▶ [読解本文]
____

犬のウンチ『超危険なサイン』
愛犬のウンチは毎日チェックしていますでしょうか。人間同様、犬のウンチも健康のバロメーターですので、しっかり活用できるように学んでおきましょう!
今回は、犬のウンチの「超キケンなサイン」を解説します。愛犬の健康寿命を少しでも伸ばせるように、危険な状態には迅速に気付けるようにしておきたいですね。
1.ゼリー状のウンチ
ウンチの表面に透明から半透明のゼリー状のものが付着したり、ウンチに混ざっている状態を「粘液便」といいます。また、このゼリー状のものは、腸から分泌される「腸粘液」というものです。
腸で炎症が起こると腸粘液の分泌が過多になったり、粘膜が剥がれやすくなったりするため、目に見えてわかるくらいウンチと一緒に排出されることがあります。
この状態が一時的なものであれば、ほとんどの場合問題ありません。しかし、粘液便が長く続く、あるいは元気がない、食欲低下や嘔吐、下痢など他に体調不良や異変がある場合は、一度かかりつけの獣医師さんに相談しましょう。
2.下痢
犬の下痢は、その水分量によって種類がわかれます。
いつものような形は保っていてつかむことができても、水分を多く含んでいてやわらかいものを「軟便」、ウンチの形を保っておらず泥のような状態を「泥状便」、さらに水分が多く、水のような状態のウンチを「水様便」といいます。
下痢にはさまざまな病気が隠れており、代表的なものをあげると、細菌やウイルス、寄生虫の感染、異物の誤飲や誤食、ストレス、アレルギー、胃腸や膵臓、肝臓、腎臓の病気などがあります。

____

▶ [データ抜粋]

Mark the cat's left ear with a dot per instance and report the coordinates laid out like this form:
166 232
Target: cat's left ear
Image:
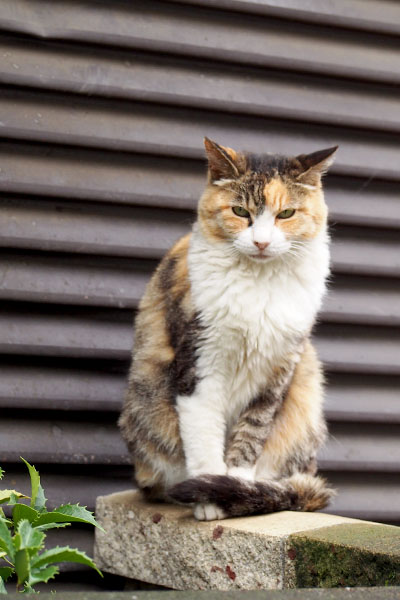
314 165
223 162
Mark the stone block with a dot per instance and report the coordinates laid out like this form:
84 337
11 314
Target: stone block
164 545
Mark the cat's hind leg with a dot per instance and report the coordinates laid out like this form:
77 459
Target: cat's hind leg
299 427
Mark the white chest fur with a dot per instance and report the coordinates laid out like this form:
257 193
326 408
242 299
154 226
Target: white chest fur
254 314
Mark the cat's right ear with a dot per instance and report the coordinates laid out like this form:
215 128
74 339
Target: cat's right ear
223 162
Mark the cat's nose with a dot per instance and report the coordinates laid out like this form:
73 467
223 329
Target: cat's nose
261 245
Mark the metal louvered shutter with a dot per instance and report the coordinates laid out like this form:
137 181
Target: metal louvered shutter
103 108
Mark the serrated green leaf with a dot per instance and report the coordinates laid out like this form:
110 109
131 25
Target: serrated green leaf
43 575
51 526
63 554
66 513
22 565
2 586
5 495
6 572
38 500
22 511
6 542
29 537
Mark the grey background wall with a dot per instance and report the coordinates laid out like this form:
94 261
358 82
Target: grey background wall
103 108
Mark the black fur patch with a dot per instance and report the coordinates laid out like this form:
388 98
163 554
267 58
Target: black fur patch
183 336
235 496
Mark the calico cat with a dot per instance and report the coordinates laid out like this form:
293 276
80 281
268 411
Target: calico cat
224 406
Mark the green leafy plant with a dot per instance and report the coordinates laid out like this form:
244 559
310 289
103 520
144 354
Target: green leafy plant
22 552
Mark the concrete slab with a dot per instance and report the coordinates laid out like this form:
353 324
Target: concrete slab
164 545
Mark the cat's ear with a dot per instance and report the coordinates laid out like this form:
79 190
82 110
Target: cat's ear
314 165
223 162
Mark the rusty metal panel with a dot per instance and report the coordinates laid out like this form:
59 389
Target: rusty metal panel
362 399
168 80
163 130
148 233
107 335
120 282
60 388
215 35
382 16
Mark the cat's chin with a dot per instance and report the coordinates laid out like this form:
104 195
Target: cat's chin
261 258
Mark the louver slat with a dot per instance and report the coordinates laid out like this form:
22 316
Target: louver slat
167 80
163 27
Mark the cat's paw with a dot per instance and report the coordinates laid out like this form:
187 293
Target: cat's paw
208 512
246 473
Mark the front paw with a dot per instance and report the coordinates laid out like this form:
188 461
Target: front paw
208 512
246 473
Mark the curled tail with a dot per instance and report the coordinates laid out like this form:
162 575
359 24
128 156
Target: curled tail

____

▶ [情報の活用]
[a] 本文で、水分量によって分けられる犬の下痢の種類として挙げられている名称は何ですか?すべて答えてください。
[b] 本文のうち、「犬のウンチ『超危険なサイン』」を含む語句で始まり「犬の下痢は、その水分量によって種類がわかれます。」で終わる部分を、一字一句変えずに引用してください。
[c] 本文によると、ウンチに付着したり混ざったりするゼリー状のものは、腸から分泌される何というものですか?
記録は本文とは別の資料です。

▶ [課題の解答]
[a] 軟便、泥状便、水様便

[b]
犬のウンチ『超危険なサイン』
愛犬のウンチは毎日チェックしていますでしょうか。人間同様、犬のウンチも健康のバロメーターですので、しっかり活用できるように学んでおきましょう!
今回は、犬のウンチの「超キケンなサイン」を解説します。愛犬の健康寿命を少しでも伸ばせるように、危険な状態には迅速に気付けるようにしておきたいですね。
1.ゼリー状のウンチ
ウンチの表面に透明から半透明のゼリー状のものが付着したり、ウンチに混ざっている状態を「粘液便」といいます。また、このゼリー状のものは、腸から分泌される「腸粘液」というものです。
腸で炎症が起こると腸粘液の分泌が過多になったり、粘膜が剥がれやすくなったりするため、目に見えてわかるくらいウンチと一緒に排出されることがあります。
この状態が一時的なものであれば、ほとんどの場合問題ありません。しかし、粘液便が長く続く、あるいは元気がない、食欲低下や嘔吐、下痢など他に体調不良や異変がある場合は、一度かかりつけの獣医師さんに相談しましょう。
2.下痢
犬の下痢は、その水分量によって種類がわかれます。

[c] 腸粘液